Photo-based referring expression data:
· · ·

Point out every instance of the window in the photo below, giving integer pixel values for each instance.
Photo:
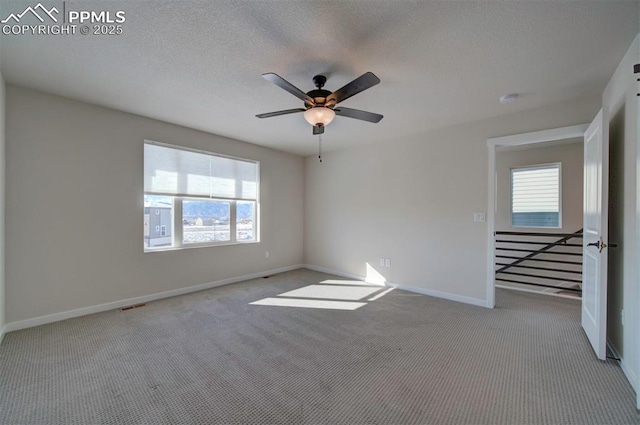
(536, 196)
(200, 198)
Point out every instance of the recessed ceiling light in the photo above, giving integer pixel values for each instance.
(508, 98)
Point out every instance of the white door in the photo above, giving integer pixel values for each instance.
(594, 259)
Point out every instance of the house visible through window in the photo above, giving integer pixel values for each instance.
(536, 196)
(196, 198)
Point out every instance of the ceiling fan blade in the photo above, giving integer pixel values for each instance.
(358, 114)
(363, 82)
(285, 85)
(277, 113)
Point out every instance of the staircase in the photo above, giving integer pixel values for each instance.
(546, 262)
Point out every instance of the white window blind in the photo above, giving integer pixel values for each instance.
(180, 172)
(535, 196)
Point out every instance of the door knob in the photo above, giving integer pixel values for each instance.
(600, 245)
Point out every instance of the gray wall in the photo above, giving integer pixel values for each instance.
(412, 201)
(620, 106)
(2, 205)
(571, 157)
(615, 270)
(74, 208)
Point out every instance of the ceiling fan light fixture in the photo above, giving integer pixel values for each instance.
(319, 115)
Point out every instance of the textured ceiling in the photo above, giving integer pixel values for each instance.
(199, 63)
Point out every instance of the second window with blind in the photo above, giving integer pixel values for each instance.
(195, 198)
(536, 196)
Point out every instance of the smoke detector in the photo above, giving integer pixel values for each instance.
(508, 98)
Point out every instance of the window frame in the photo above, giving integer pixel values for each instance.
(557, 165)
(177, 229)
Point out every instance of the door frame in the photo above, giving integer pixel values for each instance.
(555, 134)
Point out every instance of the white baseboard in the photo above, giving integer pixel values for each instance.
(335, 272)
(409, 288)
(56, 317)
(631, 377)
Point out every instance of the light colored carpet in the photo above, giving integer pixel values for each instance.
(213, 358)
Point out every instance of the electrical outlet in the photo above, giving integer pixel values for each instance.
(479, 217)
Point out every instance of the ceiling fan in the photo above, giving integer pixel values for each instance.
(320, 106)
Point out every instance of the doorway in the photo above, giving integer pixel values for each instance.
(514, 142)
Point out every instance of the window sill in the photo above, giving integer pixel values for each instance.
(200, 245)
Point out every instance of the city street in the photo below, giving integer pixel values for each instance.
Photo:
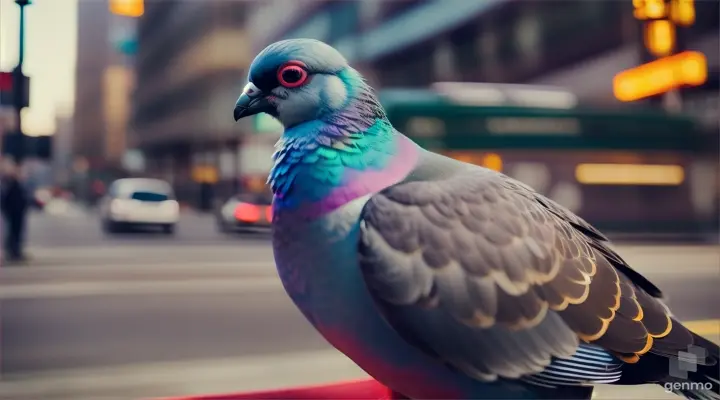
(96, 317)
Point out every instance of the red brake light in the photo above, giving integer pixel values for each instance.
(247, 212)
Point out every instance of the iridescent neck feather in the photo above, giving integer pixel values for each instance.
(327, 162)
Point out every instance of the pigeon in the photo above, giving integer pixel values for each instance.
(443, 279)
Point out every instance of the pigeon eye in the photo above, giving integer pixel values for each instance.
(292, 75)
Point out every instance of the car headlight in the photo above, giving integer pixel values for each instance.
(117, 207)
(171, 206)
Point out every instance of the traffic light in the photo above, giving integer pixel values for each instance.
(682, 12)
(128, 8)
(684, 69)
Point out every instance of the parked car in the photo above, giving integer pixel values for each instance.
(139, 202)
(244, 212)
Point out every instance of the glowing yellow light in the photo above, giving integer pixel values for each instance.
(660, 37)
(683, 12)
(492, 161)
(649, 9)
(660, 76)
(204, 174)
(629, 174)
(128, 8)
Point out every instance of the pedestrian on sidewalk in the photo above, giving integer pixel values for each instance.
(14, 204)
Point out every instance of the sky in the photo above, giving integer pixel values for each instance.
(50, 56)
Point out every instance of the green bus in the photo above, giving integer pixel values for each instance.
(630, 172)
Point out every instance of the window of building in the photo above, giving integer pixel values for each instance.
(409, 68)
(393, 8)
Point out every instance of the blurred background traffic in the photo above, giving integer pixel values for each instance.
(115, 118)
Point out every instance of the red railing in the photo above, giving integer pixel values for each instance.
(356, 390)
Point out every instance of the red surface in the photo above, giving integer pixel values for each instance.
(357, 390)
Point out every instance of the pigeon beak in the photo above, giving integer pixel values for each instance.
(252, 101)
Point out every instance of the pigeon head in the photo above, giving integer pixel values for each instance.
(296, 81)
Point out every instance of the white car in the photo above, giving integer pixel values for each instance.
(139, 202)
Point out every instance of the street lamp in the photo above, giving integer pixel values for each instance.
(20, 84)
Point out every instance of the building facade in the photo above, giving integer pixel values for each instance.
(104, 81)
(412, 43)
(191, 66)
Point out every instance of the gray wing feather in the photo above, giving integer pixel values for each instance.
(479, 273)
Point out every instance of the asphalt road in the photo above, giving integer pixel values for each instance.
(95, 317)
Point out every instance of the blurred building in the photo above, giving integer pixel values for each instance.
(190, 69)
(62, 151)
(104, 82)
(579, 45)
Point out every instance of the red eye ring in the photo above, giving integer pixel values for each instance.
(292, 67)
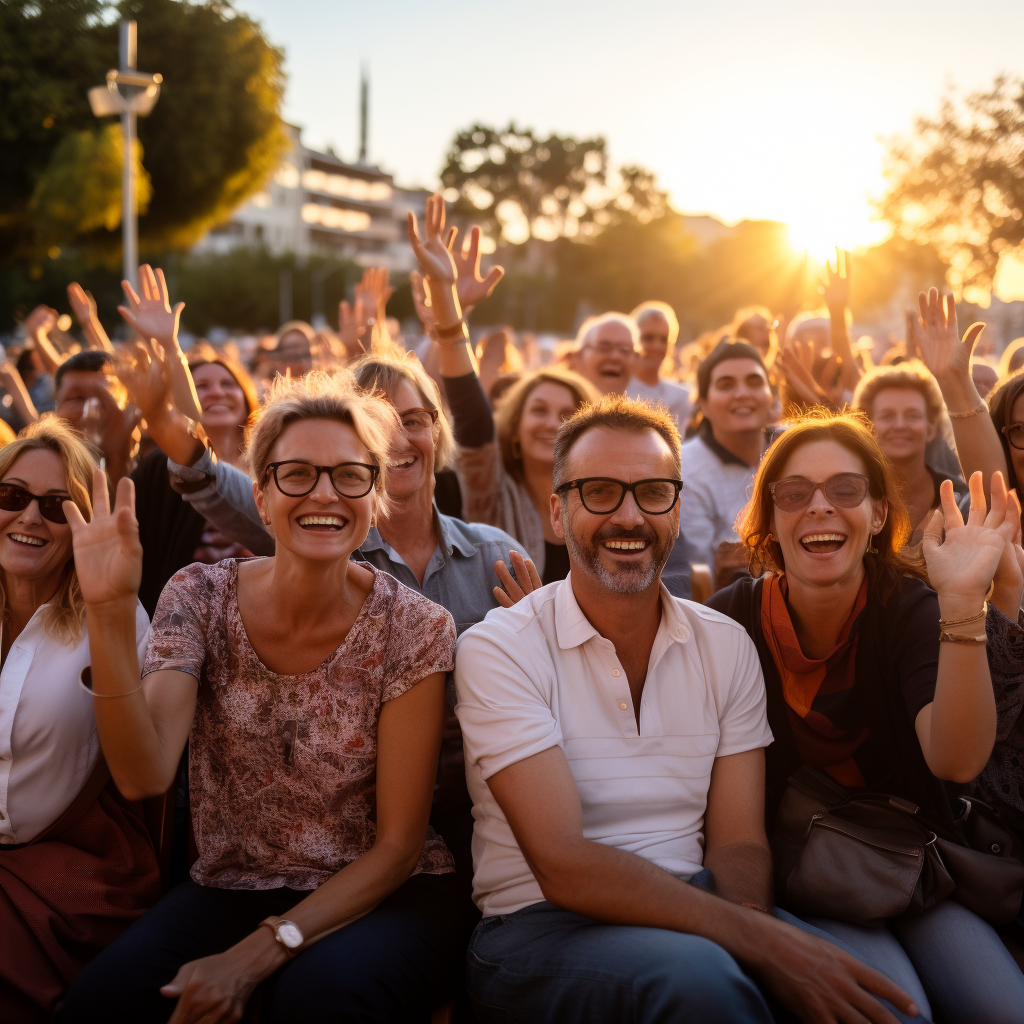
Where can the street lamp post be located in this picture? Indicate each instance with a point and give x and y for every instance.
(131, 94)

· · ·

What you have to do: In the copy, include every entry above exactly and leave out each picture.

Reply:
Point out every instance of the window in the photo below, giving integer pixel values for each instance.
Photo:
(536, 196)
(200, 198)
Point out every instance of the recessed ceiling light in the photo above, giving integer pixel values for each instance.
(508, 98)
Point out every instance of the white door in the photo above, giving integer pixel values for each instance.
(594, 259)
Point out every instance of the house visible through window in the photo above, giving integer pixel values for each instance.
(536, 196)
(196, 198)
Point out every instance of the ceiling fan blade in the photo above, giving integer pixel values for each instance.
(358, 114)
(363, 82)
(285, 85)
(277, 113)
Point out every instance of the staircase in the photo above, giving integer pixel values for each instance.
(546, 262)
Point out every instance of the white window blind in the photo above, giving integer pixel values for each instance.
(180, 172)
(535, 196)
Point out every instance of the door knob in the photo above, giving integer pixel values for each instance.
(600, 245)
Point out every instance of the gray wall in the photo above, giving integer pixel values for each instance.
(412, 201)
(620, 106)
(2, 205)
(571, 157)
(615, 270)
(74, 208)
Point out every instance of the ceiling fan light fixture in the photo above, giving integer pixel values for each instance.
(319, 115)
Point out every instance of the textured ceiling in the photo above, giving integer pixel values for each instance.
(199, 63)
Point out every instance of the second window with blind in the photo above, giving integer pixel values for each instance.
(195, 198)
(536, 196)
Point out every instance of the smoke detector in the photo above, giving integer pixel values for each instance.
(508, 98)
Point out every instance of the window frame in the photo above, giving integer pixel values for each instance.
(557, 165)
(177, 229)
Point out every instance of the door frame in the photo above, giving integer pixel values for each instance.
(555, 134)
Point out every instance of the white baseboard in the photo above, giving integer pixel values for each instance.
(335, 272)
(409, 288)
(56, 317)
(631, 377)
Point out every instance of the light colored carpet in the photo above, giving integer pixel values for each instance.
(213, 358)
Point out every instance of the electrical outlet in the photo above, giving integer pixel values for each instance.
(479, 217)
Point out every instance of the ceiling fan in the photo above, giving integer pixel values for each instance.
(320, 106)
Point out every instance of the doorway in the photo above, giving integer pixel values for each instance.
(514, 142)
Point out every instance of the window sill in the photo above, giving integer pixel values for each instance.
(200, 245)
Point out every instance of the city street in the photo below, giving integer pixel values for each instance.
Photo:
(96, 317)
Point out every instance of the red brake light in the photo above, giving integer pixel values for each instance.
(247, 212)
Point out every instance of the iridescent neck feather in the photo above, giving integer pixel values for each instance.
(327, 162)
Point out every instance of the pigeon in the photo above, giving integer pixel values for each instance.
(443, 279)
Point out every instance of the pigeon eye in the photo above, giving integer pixel values for each instance.
(292, 75)
Point out every instance of the car headlight in the photo above, giving integer pixel values for each instance.
(117, 207)
(171, 206)
Point out every instance of the traffic light in the photo above, giving integer pixel values for each instance.
(682, 12)
(128, 8)
(684, 69)
Point out every instance of the parked car in the photo above, giving integer pixel values for each instance.
(139, 202)
(244, 212)
Point out every instance of the glowing yellow light in the photo above, giving integer pixel values for each instance.
(660, 37)
(683, 12)
(492, 161)
(649, 9)
(660, 76)
(204, 174)
(629, 174)
(128, 8)
Point out every instance of the pedestrian on sidewalk in the photo above, giving integer pixel values for each instance.
(14, 204)
Point out every instance of the sky in the photo above, giving integer pixel values for each instance.
(50, 56)
Point out every instance of the green bus in the photo above, giving integer pixel values for each instance.
(630, 172)
Point out every instance of the window of building in the photo above, giving integer pixel values for each instance.
(409, 68)
(393, 8)
Point out every instance of the blurred background traffic in the photo above, giving integer pixel values for each instance.
(115, 118)
Point out every instance of the red railing in the photo above, giving integer pixel values for each instance.
(356, 390)
Point out every instance of the red surface in the photo above, giving integer pixel values for each instance.
(357, 390)
Point out every instance of the pigeon beak in the photo above, giving integer pixel values for each instance.
(252, 101)
Point out every instance of the pigeon head in the photo above, giving integer pixel values for each instance.
(296, 81)
Point out every instance of the white car in the photo above, giving integer pixel values for each instance.
(139, 202)
Point out every instance of the street lamp in the photo above, giving integer pixel values for each instance.
(20, 84)
Point out every instance of the building facade in the photo above, giving integer pixel values for each instance.
(104, 81)
(412, 43)
(191, 66)
Point out every instance of the gray wing feather in the photo above, giving integer pixel values for each instance.
(479, 273)
Point out every instance of the asphalt road in the photo above, giving integer pixel values for each instance.
(95, 317)
Point out every instance of the blurred building in the photo above, giving integer pixel values for each instance.
(190, 69)
(62, 151)
(104, 82)
(579, 45)
Point out every instance of the red eye ring in the photo above, giving integer pixel values for each instance.
(292, 67)
Where can the street lamp post be located in this picture? Indicate each instance with a point and give x and y for every instance.
(131, 94)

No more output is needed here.